Exercise description
Find "Where can the woman's hair" and "Target: undergrowth" in the records below. Copy the lines holding them and every line between, exactly, and no others.

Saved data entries
# # # # #
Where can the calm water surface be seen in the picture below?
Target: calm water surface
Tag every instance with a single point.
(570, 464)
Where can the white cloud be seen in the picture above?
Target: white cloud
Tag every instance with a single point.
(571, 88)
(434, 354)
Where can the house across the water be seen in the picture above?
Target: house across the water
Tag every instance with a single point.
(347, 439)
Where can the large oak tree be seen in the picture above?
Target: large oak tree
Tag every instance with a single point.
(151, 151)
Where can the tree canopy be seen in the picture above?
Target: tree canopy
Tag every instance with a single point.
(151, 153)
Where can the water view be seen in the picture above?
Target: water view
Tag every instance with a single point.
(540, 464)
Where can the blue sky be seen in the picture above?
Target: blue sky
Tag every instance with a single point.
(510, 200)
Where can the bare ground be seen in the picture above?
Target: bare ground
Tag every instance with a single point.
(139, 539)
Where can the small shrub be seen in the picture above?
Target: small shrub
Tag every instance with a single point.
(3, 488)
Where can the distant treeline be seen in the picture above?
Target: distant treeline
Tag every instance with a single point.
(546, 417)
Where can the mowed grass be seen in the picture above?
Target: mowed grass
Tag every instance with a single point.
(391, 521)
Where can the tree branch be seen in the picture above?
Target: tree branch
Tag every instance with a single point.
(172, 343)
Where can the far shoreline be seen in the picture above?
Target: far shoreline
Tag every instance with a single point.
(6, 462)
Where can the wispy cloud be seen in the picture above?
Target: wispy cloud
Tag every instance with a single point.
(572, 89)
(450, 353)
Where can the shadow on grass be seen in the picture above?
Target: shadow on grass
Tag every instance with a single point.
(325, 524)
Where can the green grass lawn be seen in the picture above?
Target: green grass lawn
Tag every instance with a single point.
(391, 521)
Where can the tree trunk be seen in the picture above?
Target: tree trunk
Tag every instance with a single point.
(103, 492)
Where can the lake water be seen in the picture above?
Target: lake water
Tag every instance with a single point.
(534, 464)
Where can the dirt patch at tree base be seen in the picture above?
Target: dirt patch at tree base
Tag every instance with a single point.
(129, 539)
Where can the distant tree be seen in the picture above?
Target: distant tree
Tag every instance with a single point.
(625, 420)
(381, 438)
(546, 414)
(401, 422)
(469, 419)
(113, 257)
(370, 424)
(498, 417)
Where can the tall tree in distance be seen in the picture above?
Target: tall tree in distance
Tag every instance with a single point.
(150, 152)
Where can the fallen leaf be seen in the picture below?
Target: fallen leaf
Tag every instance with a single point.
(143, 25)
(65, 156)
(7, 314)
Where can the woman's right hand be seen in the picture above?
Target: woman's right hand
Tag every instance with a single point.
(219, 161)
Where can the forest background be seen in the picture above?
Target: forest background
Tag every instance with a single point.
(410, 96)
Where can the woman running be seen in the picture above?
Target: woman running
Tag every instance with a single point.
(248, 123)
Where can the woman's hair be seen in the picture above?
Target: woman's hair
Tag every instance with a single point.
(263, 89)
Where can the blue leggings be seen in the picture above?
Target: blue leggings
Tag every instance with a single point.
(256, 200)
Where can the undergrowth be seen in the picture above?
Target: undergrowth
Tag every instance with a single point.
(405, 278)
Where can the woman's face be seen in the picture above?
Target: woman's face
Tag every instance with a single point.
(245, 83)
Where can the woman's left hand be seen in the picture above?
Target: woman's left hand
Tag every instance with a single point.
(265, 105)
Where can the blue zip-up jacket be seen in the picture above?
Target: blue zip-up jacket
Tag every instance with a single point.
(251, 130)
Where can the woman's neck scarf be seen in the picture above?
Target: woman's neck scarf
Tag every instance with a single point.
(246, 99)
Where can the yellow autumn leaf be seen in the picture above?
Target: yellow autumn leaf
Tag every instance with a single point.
# # # # #
Response
Where can the woman's hair be seen in the picture above?
Target: woman's hair
Tag every instance with a single point.
(263, 89)
Where can the blue leggings be seen in the picture above?
Target: blue leggings
Tag every instance with a single point.
(256, 200)
Where can the undergrowth be seen in the picture above?
Target: undergrowth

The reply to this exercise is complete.